§ AANWIJZINGEN BIJ OPDRACHT: Zoek in het materiaal hieronder elke regel waarin het woord "barred" voorkomt, en schrijf al die regels over. Hoofdletters en kleine letters tellen mee.

§ VASTGELEGDE GEGEVENS:
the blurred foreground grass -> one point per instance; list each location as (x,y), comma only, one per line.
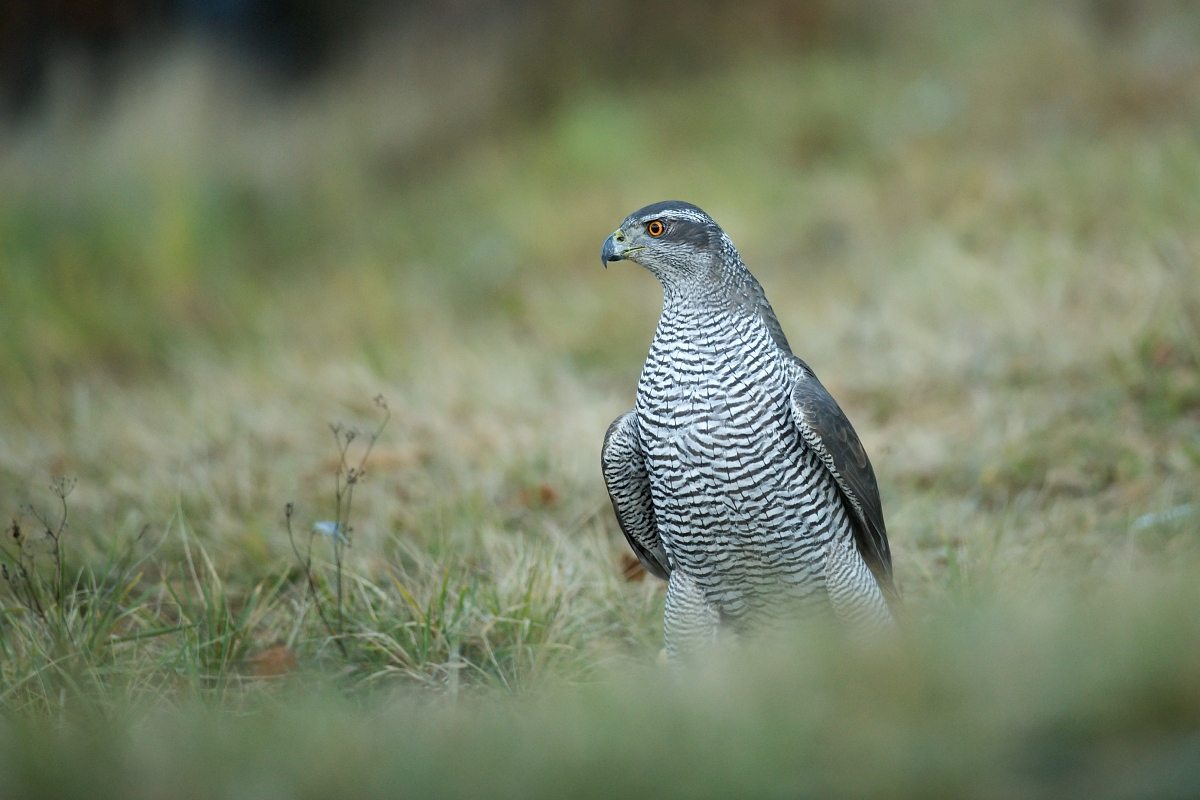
(982,233)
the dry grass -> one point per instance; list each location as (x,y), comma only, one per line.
(983,239)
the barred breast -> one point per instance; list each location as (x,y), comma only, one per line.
(743,506)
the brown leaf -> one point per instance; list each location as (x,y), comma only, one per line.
(274,662)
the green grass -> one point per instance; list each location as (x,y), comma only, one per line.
(981,233)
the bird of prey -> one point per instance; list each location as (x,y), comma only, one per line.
(737,479)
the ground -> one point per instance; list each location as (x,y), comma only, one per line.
(983,242)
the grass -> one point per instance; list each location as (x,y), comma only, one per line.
(982,235)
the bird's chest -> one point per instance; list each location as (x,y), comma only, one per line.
(712,405)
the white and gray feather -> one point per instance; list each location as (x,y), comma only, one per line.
(737,476)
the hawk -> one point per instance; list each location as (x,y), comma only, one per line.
(737,477)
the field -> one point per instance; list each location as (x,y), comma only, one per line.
(982,229)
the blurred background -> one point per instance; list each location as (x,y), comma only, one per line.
(223,220)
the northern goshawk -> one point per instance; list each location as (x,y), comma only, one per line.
(737,477)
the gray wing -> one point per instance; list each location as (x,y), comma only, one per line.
(825,427)
(623,464)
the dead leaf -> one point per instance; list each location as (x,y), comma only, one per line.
(274,662)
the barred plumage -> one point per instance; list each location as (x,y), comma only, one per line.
(737,477)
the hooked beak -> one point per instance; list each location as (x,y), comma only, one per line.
(610,251)
(616,248)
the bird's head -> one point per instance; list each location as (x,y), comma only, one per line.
(673,240)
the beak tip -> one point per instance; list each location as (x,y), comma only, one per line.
(609,252)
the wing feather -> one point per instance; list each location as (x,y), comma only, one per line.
(825,427)
(623,464)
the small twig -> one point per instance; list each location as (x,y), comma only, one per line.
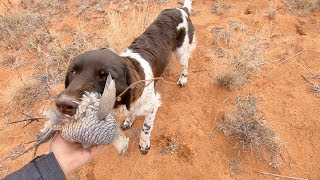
(308,80)
(29,119)
(295,55)
(277,175)
(137,82)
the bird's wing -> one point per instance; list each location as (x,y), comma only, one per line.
(107,98)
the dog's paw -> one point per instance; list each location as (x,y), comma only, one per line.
(125,125)
(144,150)
(183,80)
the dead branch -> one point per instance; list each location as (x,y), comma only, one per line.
(137,82)
(277,175)
(308,80)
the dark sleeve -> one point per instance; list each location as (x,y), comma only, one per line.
(42,167)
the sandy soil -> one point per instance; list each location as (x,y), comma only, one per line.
(189,115)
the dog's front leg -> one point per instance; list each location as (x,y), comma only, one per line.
(146,131)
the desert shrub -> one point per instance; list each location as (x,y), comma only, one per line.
(22,94)
(168,145)
(219,8)
(241,66)
(52,7)
(17,24)
(245,126)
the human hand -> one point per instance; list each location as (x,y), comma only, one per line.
(72,156)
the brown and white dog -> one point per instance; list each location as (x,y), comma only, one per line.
(145,59)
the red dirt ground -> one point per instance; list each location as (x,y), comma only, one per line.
(189,114)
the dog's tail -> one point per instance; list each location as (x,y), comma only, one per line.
(187,6)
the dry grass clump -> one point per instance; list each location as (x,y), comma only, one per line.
(219,8)
(17,24)
(237,25)
(316,90)
(315,85)
(304,6)
(221,36)
(22,94)
(246,128)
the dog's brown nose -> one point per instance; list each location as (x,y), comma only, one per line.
(66,104)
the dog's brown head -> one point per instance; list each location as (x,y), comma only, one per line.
(88,72)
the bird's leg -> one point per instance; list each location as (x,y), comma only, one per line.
(29,120)
(41,138)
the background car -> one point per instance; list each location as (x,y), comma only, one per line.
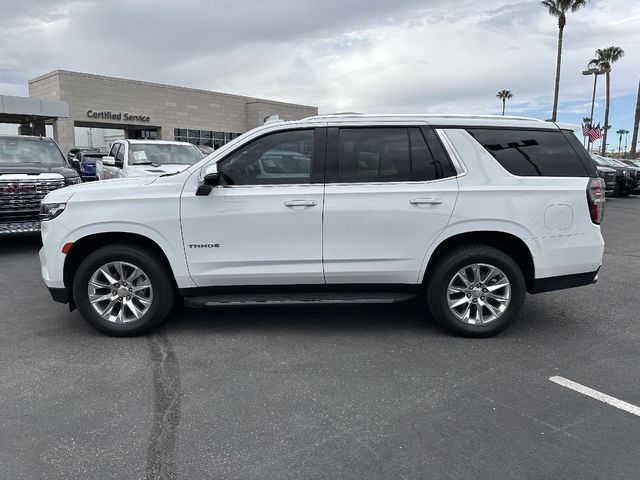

§ UITGEWERKTE OPLOSSING:
the barred breast -> one point per instance; list each location as (x,y), comma only, one per line.
the barred plumage -> one point per instance; list each location as (x,y), comma only, one per line.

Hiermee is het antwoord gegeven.